What the exercise asks =>
Compute the number of lines in the following data that include the word "below", and output that number alone.

-=-=-=-=-

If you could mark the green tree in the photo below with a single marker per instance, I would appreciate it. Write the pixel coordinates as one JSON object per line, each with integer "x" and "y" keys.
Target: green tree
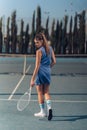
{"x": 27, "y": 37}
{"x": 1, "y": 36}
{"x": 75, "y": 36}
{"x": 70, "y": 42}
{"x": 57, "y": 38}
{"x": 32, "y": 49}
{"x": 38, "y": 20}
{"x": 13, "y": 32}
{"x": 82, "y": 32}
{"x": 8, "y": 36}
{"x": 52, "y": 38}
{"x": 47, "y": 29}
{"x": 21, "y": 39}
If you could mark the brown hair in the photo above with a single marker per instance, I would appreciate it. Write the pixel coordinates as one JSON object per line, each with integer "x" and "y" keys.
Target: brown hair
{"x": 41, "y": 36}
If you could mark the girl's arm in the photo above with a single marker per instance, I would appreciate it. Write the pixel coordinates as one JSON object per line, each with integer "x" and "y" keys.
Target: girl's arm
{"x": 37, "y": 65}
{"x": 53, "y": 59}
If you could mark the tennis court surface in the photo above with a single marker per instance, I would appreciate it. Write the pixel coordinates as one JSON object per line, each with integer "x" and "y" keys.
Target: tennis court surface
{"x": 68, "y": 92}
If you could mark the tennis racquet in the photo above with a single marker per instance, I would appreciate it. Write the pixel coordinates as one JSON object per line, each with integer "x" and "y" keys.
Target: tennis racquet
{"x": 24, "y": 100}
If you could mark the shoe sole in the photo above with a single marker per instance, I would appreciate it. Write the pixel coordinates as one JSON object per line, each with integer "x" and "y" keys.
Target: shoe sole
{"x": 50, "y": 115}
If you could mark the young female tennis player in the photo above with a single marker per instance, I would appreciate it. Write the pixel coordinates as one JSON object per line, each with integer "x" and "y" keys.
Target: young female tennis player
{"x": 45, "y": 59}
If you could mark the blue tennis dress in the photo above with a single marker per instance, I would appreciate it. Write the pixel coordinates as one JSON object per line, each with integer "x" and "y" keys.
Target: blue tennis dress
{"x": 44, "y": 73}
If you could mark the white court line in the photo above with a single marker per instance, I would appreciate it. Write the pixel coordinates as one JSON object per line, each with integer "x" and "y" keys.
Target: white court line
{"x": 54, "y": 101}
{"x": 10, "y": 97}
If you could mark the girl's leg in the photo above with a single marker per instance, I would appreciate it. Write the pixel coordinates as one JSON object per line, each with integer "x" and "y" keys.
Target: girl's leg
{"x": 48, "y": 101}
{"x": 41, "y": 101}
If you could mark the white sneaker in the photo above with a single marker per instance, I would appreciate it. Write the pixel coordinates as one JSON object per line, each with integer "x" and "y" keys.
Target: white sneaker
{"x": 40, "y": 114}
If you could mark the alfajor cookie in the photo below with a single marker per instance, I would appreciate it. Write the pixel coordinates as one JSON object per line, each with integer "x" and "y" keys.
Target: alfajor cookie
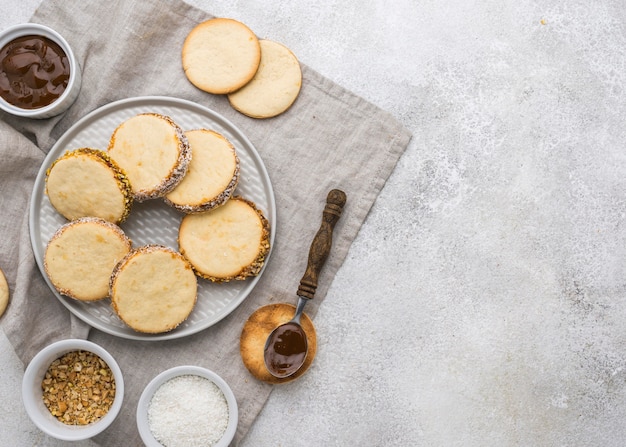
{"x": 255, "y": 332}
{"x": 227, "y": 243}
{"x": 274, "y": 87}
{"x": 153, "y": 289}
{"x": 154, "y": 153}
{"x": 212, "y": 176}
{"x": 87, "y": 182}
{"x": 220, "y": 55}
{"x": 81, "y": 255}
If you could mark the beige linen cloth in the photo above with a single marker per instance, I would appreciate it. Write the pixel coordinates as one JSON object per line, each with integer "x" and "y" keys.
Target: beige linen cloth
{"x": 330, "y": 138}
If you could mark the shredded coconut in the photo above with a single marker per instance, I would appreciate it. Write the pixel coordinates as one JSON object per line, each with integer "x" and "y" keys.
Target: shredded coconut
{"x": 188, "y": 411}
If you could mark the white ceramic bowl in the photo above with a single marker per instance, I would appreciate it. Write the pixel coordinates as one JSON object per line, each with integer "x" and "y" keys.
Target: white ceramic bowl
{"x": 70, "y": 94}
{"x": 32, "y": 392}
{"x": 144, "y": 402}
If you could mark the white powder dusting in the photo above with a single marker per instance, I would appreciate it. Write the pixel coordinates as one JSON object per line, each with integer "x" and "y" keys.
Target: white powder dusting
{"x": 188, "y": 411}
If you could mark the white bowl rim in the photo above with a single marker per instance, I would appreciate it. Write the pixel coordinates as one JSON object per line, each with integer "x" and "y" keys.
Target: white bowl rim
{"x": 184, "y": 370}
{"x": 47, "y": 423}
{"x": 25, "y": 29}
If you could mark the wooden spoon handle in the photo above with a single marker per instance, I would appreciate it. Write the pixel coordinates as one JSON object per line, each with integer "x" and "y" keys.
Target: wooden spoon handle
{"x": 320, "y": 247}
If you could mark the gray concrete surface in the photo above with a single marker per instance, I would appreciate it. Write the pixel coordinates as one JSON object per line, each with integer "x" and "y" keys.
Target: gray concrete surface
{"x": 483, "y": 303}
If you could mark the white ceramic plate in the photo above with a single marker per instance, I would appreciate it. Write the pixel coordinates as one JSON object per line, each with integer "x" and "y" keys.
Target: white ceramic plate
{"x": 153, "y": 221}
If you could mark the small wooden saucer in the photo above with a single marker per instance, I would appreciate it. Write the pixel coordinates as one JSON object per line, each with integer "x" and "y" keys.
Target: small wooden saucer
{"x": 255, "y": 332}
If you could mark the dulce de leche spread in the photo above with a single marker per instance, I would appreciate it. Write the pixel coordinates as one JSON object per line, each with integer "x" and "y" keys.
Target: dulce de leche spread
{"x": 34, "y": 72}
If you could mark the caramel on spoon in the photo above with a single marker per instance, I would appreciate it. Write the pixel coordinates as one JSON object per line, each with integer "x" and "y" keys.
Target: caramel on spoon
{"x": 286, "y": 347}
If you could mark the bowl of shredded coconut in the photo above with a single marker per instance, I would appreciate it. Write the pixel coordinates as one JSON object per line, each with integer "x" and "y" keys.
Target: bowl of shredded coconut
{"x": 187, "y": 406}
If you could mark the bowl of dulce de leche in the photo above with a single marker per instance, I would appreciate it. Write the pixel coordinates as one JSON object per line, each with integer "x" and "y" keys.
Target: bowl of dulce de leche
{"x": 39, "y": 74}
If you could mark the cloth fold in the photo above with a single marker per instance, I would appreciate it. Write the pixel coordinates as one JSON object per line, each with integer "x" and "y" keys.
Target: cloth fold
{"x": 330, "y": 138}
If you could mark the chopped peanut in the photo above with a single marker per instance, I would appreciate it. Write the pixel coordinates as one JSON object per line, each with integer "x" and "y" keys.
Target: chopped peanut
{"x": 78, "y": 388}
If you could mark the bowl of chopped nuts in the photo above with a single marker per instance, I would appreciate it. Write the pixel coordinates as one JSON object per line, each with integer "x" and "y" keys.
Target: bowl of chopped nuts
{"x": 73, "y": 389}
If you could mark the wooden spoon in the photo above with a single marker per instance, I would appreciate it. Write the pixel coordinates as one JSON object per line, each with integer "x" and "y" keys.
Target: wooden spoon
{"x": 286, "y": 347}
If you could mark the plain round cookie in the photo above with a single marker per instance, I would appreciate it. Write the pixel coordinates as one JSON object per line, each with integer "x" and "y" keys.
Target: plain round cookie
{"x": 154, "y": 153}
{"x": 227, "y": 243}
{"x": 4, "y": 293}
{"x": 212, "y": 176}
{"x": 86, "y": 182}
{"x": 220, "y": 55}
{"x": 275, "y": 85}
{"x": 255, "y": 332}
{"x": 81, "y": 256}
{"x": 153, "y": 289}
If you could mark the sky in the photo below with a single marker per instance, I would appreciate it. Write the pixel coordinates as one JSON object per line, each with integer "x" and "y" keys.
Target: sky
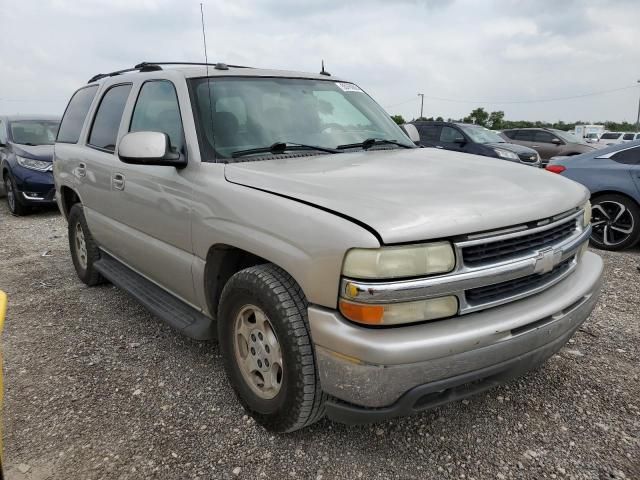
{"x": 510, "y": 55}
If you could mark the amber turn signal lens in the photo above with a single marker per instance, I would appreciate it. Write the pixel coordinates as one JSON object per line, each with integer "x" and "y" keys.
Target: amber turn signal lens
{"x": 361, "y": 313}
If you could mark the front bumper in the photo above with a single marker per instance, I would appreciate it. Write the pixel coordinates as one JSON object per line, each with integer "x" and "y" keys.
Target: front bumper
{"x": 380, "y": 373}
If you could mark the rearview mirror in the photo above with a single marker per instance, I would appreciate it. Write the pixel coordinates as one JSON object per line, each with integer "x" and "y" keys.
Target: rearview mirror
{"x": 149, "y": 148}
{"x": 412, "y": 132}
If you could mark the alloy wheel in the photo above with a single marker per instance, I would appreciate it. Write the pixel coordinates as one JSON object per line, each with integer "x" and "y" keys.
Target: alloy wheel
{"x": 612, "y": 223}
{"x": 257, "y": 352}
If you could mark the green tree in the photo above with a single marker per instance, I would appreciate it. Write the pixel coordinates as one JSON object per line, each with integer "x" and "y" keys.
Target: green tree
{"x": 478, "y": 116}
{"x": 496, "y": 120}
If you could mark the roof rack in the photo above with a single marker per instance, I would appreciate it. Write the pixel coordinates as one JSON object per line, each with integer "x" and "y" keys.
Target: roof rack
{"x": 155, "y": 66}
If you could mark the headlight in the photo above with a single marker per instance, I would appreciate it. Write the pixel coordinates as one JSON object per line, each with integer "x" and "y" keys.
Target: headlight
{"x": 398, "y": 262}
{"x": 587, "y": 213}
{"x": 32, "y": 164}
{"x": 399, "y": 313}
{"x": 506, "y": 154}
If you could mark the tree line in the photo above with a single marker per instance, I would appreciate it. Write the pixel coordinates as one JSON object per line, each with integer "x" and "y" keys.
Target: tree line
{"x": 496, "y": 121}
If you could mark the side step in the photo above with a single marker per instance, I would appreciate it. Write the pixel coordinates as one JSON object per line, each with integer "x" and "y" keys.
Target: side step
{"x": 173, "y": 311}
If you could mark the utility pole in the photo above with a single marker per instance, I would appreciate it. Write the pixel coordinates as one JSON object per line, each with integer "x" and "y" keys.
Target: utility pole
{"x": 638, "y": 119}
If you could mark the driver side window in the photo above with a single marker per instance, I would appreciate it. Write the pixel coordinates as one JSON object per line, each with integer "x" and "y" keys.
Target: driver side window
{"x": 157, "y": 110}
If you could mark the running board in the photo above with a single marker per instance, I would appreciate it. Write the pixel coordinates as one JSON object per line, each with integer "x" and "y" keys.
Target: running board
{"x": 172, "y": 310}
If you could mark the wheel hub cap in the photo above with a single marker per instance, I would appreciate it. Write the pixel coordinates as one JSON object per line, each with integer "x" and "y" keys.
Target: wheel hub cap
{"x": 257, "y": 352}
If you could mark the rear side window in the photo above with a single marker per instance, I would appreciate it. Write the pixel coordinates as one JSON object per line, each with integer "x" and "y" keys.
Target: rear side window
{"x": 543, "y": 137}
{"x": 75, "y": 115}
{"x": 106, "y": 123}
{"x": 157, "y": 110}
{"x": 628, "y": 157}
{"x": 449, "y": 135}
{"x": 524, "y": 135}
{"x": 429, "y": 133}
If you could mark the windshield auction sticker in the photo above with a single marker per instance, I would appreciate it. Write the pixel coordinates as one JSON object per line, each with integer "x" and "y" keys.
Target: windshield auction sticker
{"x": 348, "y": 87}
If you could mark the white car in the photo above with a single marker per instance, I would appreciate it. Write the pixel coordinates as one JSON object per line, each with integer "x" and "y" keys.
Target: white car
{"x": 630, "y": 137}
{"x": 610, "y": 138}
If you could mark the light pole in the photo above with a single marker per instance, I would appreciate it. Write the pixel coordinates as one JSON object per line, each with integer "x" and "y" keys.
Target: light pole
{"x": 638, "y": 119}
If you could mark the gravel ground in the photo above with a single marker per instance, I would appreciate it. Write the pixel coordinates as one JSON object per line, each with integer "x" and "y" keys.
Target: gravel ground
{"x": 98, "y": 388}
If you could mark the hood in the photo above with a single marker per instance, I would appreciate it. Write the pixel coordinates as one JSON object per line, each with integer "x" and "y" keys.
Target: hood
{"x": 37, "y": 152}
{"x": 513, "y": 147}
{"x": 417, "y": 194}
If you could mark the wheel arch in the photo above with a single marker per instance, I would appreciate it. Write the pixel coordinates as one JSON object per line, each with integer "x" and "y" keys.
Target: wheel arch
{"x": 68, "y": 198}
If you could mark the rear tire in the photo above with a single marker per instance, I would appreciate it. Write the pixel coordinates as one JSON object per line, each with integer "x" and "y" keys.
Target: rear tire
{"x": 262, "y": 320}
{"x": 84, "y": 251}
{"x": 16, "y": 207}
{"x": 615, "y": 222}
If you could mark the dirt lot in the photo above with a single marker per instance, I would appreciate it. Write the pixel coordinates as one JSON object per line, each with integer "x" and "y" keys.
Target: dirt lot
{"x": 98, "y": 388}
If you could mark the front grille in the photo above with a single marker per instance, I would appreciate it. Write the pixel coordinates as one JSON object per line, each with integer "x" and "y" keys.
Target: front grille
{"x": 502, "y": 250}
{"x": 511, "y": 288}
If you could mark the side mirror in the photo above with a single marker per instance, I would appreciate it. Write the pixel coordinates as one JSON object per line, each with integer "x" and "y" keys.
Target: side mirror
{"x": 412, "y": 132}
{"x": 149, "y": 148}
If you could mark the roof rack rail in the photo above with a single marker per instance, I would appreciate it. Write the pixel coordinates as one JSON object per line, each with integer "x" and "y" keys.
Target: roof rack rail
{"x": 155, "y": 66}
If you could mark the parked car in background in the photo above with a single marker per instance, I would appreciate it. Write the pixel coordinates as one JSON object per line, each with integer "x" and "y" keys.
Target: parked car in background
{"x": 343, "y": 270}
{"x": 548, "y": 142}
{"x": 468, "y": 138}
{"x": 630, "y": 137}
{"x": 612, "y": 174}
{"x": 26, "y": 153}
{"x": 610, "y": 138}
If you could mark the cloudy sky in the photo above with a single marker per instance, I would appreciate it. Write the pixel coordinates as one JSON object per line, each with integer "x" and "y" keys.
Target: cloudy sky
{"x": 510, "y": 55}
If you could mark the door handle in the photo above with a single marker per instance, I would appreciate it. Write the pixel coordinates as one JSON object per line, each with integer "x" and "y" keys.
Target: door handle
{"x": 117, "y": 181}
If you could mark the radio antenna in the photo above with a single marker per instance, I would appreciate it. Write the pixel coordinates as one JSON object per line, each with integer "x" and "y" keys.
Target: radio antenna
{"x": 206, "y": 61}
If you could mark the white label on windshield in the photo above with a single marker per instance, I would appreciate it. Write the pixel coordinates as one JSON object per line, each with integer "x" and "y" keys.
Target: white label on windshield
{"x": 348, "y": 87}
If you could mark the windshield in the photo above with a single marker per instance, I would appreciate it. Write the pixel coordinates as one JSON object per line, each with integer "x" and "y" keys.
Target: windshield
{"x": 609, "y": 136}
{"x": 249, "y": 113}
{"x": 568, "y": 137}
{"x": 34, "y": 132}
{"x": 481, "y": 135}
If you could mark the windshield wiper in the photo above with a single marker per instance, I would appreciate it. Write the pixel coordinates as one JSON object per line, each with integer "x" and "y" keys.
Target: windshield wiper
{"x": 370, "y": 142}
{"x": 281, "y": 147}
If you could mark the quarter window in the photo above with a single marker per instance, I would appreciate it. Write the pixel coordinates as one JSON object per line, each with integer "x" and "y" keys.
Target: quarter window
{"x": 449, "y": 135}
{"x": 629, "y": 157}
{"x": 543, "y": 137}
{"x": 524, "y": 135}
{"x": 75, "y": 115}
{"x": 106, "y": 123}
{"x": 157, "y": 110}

-=-=-=-=-

Task response =>
3